_Given request:_ Rewrite each of the following rows, replacing every occurrence of "thickest" with "widest" and leaving all other text as it is.

* Begin *

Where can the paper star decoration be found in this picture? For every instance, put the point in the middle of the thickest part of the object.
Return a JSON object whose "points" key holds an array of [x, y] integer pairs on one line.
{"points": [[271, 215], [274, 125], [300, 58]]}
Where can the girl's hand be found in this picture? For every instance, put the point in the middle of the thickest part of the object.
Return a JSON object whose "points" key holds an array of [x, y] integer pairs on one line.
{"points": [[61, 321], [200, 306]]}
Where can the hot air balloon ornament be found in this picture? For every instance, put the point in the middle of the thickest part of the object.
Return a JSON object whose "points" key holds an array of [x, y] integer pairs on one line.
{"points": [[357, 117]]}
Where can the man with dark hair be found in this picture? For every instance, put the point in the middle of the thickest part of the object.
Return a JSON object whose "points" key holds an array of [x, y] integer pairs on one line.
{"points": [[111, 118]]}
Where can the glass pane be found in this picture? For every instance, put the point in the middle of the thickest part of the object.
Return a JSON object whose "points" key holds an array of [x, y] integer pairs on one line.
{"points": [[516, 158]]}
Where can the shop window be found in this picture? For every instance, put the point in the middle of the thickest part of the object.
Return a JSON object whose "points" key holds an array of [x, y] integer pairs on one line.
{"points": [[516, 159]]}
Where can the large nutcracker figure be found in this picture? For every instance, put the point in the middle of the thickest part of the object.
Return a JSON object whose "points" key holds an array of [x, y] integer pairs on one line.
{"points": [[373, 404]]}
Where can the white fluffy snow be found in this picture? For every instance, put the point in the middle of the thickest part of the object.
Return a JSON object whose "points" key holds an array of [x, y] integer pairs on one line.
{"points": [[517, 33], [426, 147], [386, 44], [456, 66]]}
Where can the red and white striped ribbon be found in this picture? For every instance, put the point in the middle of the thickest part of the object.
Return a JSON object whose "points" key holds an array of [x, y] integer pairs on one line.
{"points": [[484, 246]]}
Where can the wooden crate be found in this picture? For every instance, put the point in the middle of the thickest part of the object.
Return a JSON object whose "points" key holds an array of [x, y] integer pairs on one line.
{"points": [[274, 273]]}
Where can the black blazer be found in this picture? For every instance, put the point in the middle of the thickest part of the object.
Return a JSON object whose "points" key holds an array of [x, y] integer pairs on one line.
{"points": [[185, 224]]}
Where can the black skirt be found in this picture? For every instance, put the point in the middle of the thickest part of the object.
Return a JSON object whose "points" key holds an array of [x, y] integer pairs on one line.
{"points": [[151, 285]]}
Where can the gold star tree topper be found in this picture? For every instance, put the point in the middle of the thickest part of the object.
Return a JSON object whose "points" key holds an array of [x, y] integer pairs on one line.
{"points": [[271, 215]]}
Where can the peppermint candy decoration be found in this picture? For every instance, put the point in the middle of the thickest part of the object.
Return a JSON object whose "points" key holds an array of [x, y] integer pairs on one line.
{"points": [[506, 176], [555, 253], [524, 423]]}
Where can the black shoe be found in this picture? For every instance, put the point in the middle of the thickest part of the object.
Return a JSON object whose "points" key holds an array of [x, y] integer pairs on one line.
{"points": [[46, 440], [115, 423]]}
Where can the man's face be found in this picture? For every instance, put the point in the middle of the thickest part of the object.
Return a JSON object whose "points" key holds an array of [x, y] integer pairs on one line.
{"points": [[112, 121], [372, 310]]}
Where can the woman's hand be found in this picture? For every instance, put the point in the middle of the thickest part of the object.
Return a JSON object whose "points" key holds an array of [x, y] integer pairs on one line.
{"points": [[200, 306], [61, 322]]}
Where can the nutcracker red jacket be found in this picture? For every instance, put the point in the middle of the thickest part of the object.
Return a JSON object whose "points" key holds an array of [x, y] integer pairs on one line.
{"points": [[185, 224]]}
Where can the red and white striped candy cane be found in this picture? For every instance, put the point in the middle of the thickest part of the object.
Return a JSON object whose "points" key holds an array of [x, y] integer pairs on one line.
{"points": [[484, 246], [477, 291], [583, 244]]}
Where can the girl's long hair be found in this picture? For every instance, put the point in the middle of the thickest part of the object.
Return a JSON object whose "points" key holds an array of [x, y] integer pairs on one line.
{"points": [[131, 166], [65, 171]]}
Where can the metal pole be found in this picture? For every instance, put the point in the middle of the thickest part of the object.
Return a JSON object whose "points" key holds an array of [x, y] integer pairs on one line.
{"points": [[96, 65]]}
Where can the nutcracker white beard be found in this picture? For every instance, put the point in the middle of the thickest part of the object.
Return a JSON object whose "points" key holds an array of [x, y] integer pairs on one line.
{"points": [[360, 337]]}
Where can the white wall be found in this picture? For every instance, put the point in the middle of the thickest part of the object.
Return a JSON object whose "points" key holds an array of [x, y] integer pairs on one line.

* End *

_Reply to the task:_
Where can the paper star decoration be found in this picture? For every instance, put the point in the middle of the widest part of the object.
Return a JSON object whose "points" key holds an array of [x, y] integer pairs on one line.
{"points": [[271, 215], [274, 125], [300, 58]]}
Where can the girl's hand be found in this picture? For every instance, put the point in the middle of the widest part of the object.
Return a JSON object whose "points" key holds an array of [x, y] integer pairs on one line.
{"points": [[61, 321], [200, 306]]}
Where can the hot air balloon ornament be found in this picture? For every instance, put the point in the middle of the widest part of the object.
Return a JSON object whose "points" key holds an array of [x, y] integer pairs on one line.
{"points": [[357, 117]]}
Where can the man with dark hair be found in this picture? For every instance, put the point in the middle of the widest part of the object.
Return a JSON object whose "points" key holds an array of [x, y] integer pairs on one line.
{"points": [[111, 118]]}
Where can the glass pane be found in this picture? For every instance, put the point in the middle of the widest part of the object.
Return a JSON object whose "points" key holds an array of [x, y] integer pairs on one line.
{"points": [[516, 158]]}
Where can the shop window be found in this picture? For every instance, put the point in the middle of the widest part of the object.
Return a JSON object whose "points" key holds an array of [x, y] integer pairs on one line.
{"points": [[516, 159]]}
Where can the large nutcracker figure be found in this picture? For every instance, put the point in the middle of the widest part of the object.
Return a JSON object whose "points" key holds an array of [x, y] integer pairs on one line.
{"points": [[373, 404]]}
Where can the white fluffy snow be found in this picture? For every instance, put the point in the middle of the widest part of the object.
Return a JSON object whose "points" key holds an array of [x, y] integer pairs on one line.
{"points": [[517, 33], [426, 147], [386, 44], [456, 66]]}
Where can the red and white striped ribbon be found in this picture? For every instance, put the point in the middle of the widest part of the object.
Return a JSON object whose "points" key holds an array of [x, y] integer pairs on one line.
{"points": [[484, 246]]}
Where can the wooden crate be found in this picture? For every instance, put the point in the middle of the widest part of the object.
Return a JSON object whose "points" key holds an array of [x, y] integer pairs on one line.
{"points": [[274, 273]]}
Where can the black blazer be found in this picture? For every instance, put the point in the middle of the widest part of the object.
Return a JSON object whose "points" key holds an array of [x, y] integer pairs on one line.
{"points": [[185, 224]]}
Where can the black skirt be found in this picture? For every instance, put the point in the middle of the widest part of the object.
Return a JSON object whose "points" key holds an array of [x, y] integer pairs on one line.
{"points": [[151, 285]]}
Where can the gold star tree topper be found in this picture? For every instance, put the point in the middle of the widest part of the object.
Return a JSON object whose "points" key holds an array of [x, y] integer pairs on one line.
{"points": [[271, 215]]}
Where can the peppermint candy decoration be found in this picture? For every instance, put the point in the middle of the widest part of the object.
Return a JSON object whose "points" key holds an array of [x, y] integer pairs on one line.
{"points": [[506, 176], [555, 253], [524, 423]]}
Where can the black shoe be found in this picture? For every instance, put the point in the middle of the widest part of the object.
Return a JSON object whose "points" key holds an array of [x, y] integer pairs on one line.
{"points": [[46, 440], [115, 423]]}
Where can the man's face be found in this picture? For every instance, put the point in the middle of the widest part of the object.
Return a JSON object whose "points" key holds an array of [x, y] integer pairs on one line.
{"points": [[112, 121], [372, 310]]}
Where can the woman's hand be found in this picture? For every instance, put the point in the middle of the widest part of the object.
Return a JSON object whose "points" key holds an array of [x, y] integer pairs on one line.
{"points": [[200, 306], [61, 322]]}
Where can the nutcracker red jacket be found in this picture? For every instance, put the point in the middle of the widest part of the object.
Return a JSON object whose "points" key holds an array of [x, y] integer pairs on one line.
{"points": [[185, 224]]}
Where can the red and white striped candy cane be found in this picture? For every instance, put the point in the middle of the widest part of the object.
Return a JSON object whose "points" key holds an array of [x, y] integer pairs on one line.
{"points": [[484, 246], [477, 291], [583, 244]]}
Where can the girl's long hair be found in this picture? For every instance, put the point in the middle of the widest part of the object.
Return a JSON object whose "points" key holds an array of [x, y] integer pairs on one line.
{"points": [[131, 166], [65, 171]]}
Where can the metal pole be found in this picture? For every instance, put the point in the middle of the widest part of the object.
Return a JSON object whose "points" key holds an array of [x, y] integer pairs on one line.
{"points": [[96, 65]]}
Where can the nutcracker white beard be found in this picture? For every instance, put the point in the middle of the widest part of the object.
Return a JSON object whose "points" key holds an array of [x, y] integer pairs on one line.
{"points": [[360, 337]]}
Where can the white wall be found in this picture? For every instance, put the point in the middle of the widest part of the object.
Return a JSON object whose "points" key holds an array of [x, y] integer pairs on one line.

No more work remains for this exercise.